Start of GIVEN RECORDS
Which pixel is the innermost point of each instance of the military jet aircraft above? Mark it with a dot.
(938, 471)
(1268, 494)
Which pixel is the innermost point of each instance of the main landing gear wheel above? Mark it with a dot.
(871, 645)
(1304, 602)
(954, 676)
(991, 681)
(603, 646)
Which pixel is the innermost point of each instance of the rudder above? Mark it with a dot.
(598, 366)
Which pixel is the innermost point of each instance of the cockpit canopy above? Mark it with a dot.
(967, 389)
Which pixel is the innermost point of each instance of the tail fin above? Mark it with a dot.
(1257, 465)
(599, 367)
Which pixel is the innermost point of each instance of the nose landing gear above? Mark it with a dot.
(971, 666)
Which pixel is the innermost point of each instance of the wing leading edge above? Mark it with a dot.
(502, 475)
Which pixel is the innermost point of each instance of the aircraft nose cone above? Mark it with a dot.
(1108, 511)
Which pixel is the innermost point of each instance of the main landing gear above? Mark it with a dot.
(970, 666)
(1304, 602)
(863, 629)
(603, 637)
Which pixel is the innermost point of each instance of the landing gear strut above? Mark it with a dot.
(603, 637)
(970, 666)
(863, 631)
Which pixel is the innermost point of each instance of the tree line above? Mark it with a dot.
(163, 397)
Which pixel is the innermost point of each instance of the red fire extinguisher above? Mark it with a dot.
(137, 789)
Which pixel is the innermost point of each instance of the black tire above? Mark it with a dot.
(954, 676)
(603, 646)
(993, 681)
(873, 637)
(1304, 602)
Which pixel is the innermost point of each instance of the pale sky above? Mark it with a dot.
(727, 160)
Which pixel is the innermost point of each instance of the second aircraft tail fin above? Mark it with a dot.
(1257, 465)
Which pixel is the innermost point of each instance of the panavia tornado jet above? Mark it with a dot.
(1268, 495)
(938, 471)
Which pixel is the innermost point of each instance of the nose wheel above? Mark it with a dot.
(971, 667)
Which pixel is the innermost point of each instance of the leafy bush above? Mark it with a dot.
End of GIVEN RECORDS
== PROBLEM TO SOLVE ==
Rewrite every one of the rows above with "innermost" changed to "central" and nothing else altered.

== FINAL RESULT ==
Which pixel is the central point of each instance of the military jet aircraft above? Mark it with a dot.
(938, 471)
(1268, 494)
Which pixel is the central point of each instance of the main landing gear wheel above? Mark it with a dot.
(871, 645)
(1304, 602)
(954, 676)
(991, 681)
(603, 646)
Which pixel is the central point of each instance of the rudder above? Mark it with a dot.
(598, 366)
Which pixel is the central point of each instance of the cockpit canopy above? Mark it with a dot.
(967, 389)
Which pixel is the central point of each instance of the tail fin above? Mark it with a dot.
(1257, 465)
(599, 367)
Which pixel is the central point of each instance of the nose landing gear above? Mark it with a dot.
(971, 666)
Which pixel is the central point of each instance of the wing leading edge above? Mark it with a dot.
(502, 475)
Which pixel is the central point of each instance of the aircraft nose cone above? Mark it with a dot.
(1108, 511)
Which pixel is the central point of each instance of the main landing gear above? Mark it with a dot.
(970, 666)
(1304, 602)
(863, 629)
(603, 637)
Which pixel is the central point of each instance of the landing gear strut above? Mark it with a dot.
(603, 637)
(970, 666)
(863, 631)
Which pixel is the central point of each instance of the tree line above? Mark it with a dot.
(163, 397)
Which pixel is the central point of each instance of the red fire extinguisher above? Mark it with a dot.
(137, 789)
Which pixel is the central point of each instance of the black tire above? Mark it with a dot.
(954, 676)
(603, 646)
(993, 681)
(873, 637)
(1304, 602)
Which pixel is the central point of each instance of the pale sky above? Mark it with a dot.
(727, 160)
Which pixel is the central point of each instance of the second aircraft tail fin above? Mark it with a dot.
(1257, 465)
Which pixel is the central point of each instance of the panavia tornado jet above? Mark it with a dot.
(1268, 495)
(938, 471)
Which pixel is the central point of each instance of the nose wheel above? Mark it with a dot.
(971, 667)
Which pixel is the central point of each instance of the leafy bush above? Mark it with a dot.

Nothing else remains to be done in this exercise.